● CONSIGNA
Escribe la continuación del hilo de foro sobre la pronunciación de la /m/ final de palabra en castellano, a partir de su última frase.

● TEXTO DEL DOCUMENTO

_ _ _

Decir /n/ en vez de /m/ a final de palabra en castellano no es ni vulgarismo ni muestra de baja educación. Las lenguas simplemente adaptan los fonemas conforme a lo usual en ellas, y si la evolución del castellano lo llevó a no contar con emes como coda de las palabras, pues lo natural es que las adapte al fonema más próximo. Los traductores bíblicos pueden tener razones para dejar Abraham con eme y en cambio adaptar Belén o Jerusalén, pero no va nadie a ser más culto -más pedante, tal vez- por decir Betlehem o Yerushalaim en castellano. Máxime cuando belén incluso se ha convertido en un nombre común.


----------



## Xiscomx

Todo es muy loable y encantador, pero me satisfaría saber cómo se las apañan los que usan a la inversa el fonetismo de la /m/ final de palabra de las siguientes voces y sean comprendidos por sus interlocutores:
islam, quídam, dírham, gram...; ¡y no te digo _na_ si tienen que usar algún que otro latinismo o inglesismo!: _in memoriam, ad personam, ad nauseam_ o _spam;_ u otros tantos terminados en /em, im, om, um/: réquiem, muslim, _boom_, médium.


----------



## Circunflejo

Don Quijote de la Panza said:


> Eso me suena a los muy peninsulares "_A*d*lántico_" y "_Aleti_"


Pues yo soy peninsular y pronuncio la t...

_ _ _

● MATERIAL PROPORCIONADO
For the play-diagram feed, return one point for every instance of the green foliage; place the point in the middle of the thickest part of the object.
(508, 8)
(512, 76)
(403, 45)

_ _ _

● RESPUESTA
No_C_Nada. said:


> Isaac se pronuncia i-sa-ác





gato radioso said:


> La M la dirán algunas personas con dicción ultracorrecta


No es una cuestión de ultracorrección en la dicción. En el día a día, puede que vacile entre 'al.bun y 'al.bum, pero no vacilo en a.bra'am


----------



## Rocko!

Sería muy interesante leer los comentarios de alguna persona que se llame “Abraham”. Ojalá que algún día contemos con su presencia.
En el programa español _Masterchef Junior 3_, uno de los participantes se llama Abraham Mateo, y en un video de Youtube se oye que el presentador le dice: “¿cómo estás ‘_abrán mateo_’?” (un sitio dice que el presentador se llama Pepe Rodríguez).
Ahora bien, ¿será que personas como el presentador español de TV, harán dos pronunciaciones, una para cuando el nombre pertenece a un ciudadano, y otra para el presente en contextos bíblicos? Son preguntas sin respuestas, por el momento.

(El título del video es: Abraham Mateo MasterChef Junior 3 Programa 5)


----------



## gato radioso

Circunflejo said:


> Pues yo soy peninsular y pronuncio la t...
> 
> 
> 
> No es una cuestión de ultracorrección en la dicción. En el día a día, puede que vacile entre 'al.bun y 'al.bum, pero no vacilo en a.bra'am


No me entendiste o me expliqué confusamente. Cuando hablo de pronunciación ultracorrecta no me refiero a que ésa sea la idónea, sino a que determinadas personas hacen una pronunciación antinatural pensando -erróneamente- que es más refinada.
Ocurre incluso con niños pequeños que al ver que sus padres les corrigen cuando dicen _amarrón_, empiezan a decir _marillo_... y Dios quiera que no lleguen a decir _bacalado_ o _Bilbado_...

Muchas veces porque se sigue al pie de la letra la forma escrita, y no, el español hablado no es al 100% igual que el escrito.

Suele pasar con extranjeros que vienen aquí y dicen:

_Realidaddd o Madriddd _: realmente la "d" final se escribe, pero no se dice tal cual sino un sonido alófono mucho más relajado, o bien, muchos nativos hasta lo omiten.
_DeDo_ : otro caso, la D intervocálica no es la misma que al inicio de palabra.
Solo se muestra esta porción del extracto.